W. L. (Wenjie) Liu

Wenjie Liu is a Ph.D. Candidate in Strategic Management at Rotterdam School of Management, Erasmus University. His research focuses on organizational responses to global challenges for sustainability. He uses quantitative methods to study how different stakeholders (multinational corporations, non-governmental organizations, governments) shape the sustainability of firms and their actions toward these stakeholders. His research builds on different organizational and sociological theories and seeks to expand current understanding of achieving the United Nations’ Sustainable Development Goals in authoritarian contexts. His research has been accepted for publication in the Journal of International Business Studies and the Journal of Management.
Wenjie regularly presents at international conferences, including the Academy of Management, the Academy of International Business, the Alliance for Research on Corporate Sustainability, and the Strategic Management Society. His papers have been included in AOM best paper proceedings and have received finalist positions for the 2021 OMT Best International Paper Award at the Academy of Management and the 2022 Best PhD Student Paper Award at the Group for Research on Organizations and the Natural Environment. Wenjie is also a recipient of 2022 Kwok Leung Memorial Dissertation Fund grant from the International Association for Chinese Management research.
Wenjie has held a visiting position as Research Fellow at Columbia Business School. He obtained his Master degree from the South China University of Technology.

MATERIAL FOR THIS TASK:
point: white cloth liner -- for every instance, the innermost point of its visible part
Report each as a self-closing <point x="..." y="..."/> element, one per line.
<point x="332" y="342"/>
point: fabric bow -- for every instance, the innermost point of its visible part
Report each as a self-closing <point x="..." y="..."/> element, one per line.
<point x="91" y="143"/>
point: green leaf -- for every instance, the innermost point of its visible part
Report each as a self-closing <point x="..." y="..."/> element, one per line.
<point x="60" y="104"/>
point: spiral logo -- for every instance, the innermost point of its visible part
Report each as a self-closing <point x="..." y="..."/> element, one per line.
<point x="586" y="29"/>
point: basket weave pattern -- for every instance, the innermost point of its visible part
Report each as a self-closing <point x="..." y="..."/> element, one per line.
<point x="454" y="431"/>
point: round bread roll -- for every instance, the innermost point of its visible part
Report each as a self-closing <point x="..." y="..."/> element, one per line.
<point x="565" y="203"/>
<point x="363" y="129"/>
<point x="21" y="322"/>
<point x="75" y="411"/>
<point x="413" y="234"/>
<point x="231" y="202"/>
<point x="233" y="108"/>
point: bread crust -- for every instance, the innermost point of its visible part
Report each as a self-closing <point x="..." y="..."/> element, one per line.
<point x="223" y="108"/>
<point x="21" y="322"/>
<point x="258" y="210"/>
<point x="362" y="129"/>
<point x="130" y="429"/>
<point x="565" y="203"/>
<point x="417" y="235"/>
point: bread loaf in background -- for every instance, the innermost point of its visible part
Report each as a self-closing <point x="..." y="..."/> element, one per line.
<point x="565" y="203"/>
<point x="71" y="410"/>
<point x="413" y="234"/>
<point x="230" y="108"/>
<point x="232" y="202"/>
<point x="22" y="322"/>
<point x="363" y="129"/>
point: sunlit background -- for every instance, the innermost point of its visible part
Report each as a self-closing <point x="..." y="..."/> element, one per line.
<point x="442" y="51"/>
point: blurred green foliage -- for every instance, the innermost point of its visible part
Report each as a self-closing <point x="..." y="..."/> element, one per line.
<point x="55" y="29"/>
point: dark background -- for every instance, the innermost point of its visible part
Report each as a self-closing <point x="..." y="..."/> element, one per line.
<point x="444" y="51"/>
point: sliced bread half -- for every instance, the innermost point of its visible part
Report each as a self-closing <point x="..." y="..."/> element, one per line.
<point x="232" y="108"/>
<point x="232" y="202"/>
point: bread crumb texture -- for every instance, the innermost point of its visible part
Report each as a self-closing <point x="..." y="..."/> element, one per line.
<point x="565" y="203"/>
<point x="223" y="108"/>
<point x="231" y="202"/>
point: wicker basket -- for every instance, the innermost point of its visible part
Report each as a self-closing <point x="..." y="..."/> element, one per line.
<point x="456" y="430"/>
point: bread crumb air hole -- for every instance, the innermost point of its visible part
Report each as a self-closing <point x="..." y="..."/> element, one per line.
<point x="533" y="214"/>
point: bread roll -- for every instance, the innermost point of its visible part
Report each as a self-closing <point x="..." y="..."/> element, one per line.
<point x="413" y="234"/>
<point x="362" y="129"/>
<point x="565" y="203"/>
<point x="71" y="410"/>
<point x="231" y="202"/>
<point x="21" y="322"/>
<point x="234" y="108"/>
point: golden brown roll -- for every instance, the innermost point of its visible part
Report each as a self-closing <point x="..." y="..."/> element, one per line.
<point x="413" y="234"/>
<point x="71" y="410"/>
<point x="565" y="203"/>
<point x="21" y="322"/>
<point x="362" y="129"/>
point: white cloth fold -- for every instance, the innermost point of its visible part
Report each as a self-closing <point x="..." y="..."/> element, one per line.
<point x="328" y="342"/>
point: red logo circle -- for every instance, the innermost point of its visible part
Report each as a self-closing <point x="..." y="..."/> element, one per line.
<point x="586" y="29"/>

PROBLEMS:
**A.** Output the part of the profile of Wenjie Liu above that opens with the words containing "Wenjie regularly presents" and closes with "Chinese Management research.".
**B.** Filter the records above, keeping every line that contains the string "cloth". Case counts.

RESPONSES PER TASK:
**A.**
Wenjie regularly presents at international conferences, including the Academy of Management, the Academy of International Business, the Alliance for Research on Corporate Sustainability, and the Strategic Management Society. His papers have been included in AOM best paper proceedings and have received finalist positions for the 2021 OMT Best International Paper Award at the Academy of Management and the 2022 Best PhD Student Paper Award at the Group for Research on Organizations and the Natural Environment. Wenjie is also a recipient of 2022 Kwok Leung Memorial Dissertation Fund grant from the International Association for Chinese Management research.

**B.**
point: white cloth liner -- for every instance, the innermost point of its visible part
point: white cloth fold -- for every instance, the innermost point of its visible part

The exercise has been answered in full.